* _取り組む課題_
1/ 楽譜を見ながら弾くことについての文章と照らし合わせ、次の(a)〜(c)がそれぞれ文章の内容に合うかを「はい」か「いいえ」で答え、判断の根拠となる箇所を文章からそのまま引用してください。(a) 筆者はピアノ教室の先生である。(b) 筆者は、楽譜を見ながら弾くことはレッスンが進めばそのうち自然にできると述べている。(c) 筆者の教室では、どの子も楽譜を見ながら簡単に弾けている。
2/ 楽譜を見ながら弾くことについての文章を、最後の文の後から数文書き継いでください。

ピアノのレッスンを受けていると、「手元を見ないで楽譜を見ながら弾きましょう」と、先生に言われることがあるのではないでしょうか。
私も一応小さなピアノ教室の先生ですが、やっぱり言います。
楽譜を見ながら同時に弾いていく。
これ、できる人とできない人がいるんですよね。
自分の教室のレッスンで見ていても、わりと簡単にやっちゃう子もいれば、なかなかできない子も・・
この違いは何なんだろう・・と思い、考えてみました。
始めに言ってしまいますが・・
ピアノは楽譜を見ながら弾けた方が断然いいです!
ぜひできるようになってください。
- 楽譜を見ながら弾ける人と弾けない人の、楽譜の見方の違い
- 楽譜を見ながら弾けるようになるための練習法
「楽譜を見ながら弾く」そのうちできる、というものではない!
「楽譜を見ながら弾く」ということは、レッスンが進んでいけばそのうちできる。

* _データ項目_

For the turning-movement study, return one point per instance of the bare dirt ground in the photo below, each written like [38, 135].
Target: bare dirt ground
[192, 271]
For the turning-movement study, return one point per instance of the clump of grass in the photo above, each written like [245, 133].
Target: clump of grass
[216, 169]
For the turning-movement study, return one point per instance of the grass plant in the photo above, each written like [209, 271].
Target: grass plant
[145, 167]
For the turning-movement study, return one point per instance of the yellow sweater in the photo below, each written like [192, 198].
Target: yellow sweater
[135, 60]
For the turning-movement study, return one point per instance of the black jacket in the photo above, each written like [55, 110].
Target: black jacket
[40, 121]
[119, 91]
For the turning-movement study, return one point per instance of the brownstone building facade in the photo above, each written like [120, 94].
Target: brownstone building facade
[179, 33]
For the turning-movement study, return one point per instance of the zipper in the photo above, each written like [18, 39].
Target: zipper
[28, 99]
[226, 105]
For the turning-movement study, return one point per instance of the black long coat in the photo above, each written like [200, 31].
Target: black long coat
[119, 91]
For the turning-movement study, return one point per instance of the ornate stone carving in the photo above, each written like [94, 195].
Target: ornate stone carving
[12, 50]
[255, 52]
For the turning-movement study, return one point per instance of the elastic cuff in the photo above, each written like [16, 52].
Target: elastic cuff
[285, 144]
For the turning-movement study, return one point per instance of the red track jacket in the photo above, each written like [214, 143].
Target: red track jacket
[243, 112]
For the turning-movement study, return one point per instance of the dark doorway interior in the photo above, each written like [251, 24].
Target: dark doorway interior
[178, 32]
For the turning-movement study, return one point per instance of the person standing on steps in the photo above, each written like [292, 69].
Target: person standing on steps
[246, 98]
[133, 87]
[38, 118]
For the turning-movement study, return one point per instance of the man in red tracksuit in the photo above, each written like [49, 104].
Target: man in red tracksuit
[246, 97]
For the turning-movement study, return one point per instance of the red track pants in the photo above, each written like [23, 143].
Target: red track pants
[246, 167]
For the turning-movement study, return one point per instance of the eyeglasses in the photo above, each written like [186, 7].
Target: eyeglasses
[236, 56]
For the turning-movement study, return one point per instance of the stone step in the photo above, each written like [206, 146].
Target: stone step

* _回答一覧_
1/
(a) はい。『私も一応小さなピアノ教室の先生ですが、やっぱり言います。』
(b) いいえ。『「楽譜を見ながら弾く」そのうちできる、というものではない!』
(c) いいえ。『わりと簡単にやっちゃう子もいれば、なかなかできない子も・・』

2/
というものではありません!
私の教室の様子を見ていると、何年かピアノを続けてきて決して初心者じゃないけれど、手元ばかりを見て弾く子もいます。
大人の、やはり初心者じゃない方で「暗譜しないと弾けないんです~」という人もいますね。
一方で、レッスンを始めて間もない場合でも、初めての曲を楽譜を見ながら同時に弾いていく子もいます。
全く手元を見ないわけではないですが、視線は基本的に楽譜に向いています。
もちろん、スラスラ弾いていくわけではないですが。
こうしてみていると、「楽譜を見ながら弾く」というのは、ピアノを弾けるようになるに連れて、そのうちできるようになる、というものではないようです。
ピアノを始めたばかりの頃から、意識的に行っていくことが大事ですね。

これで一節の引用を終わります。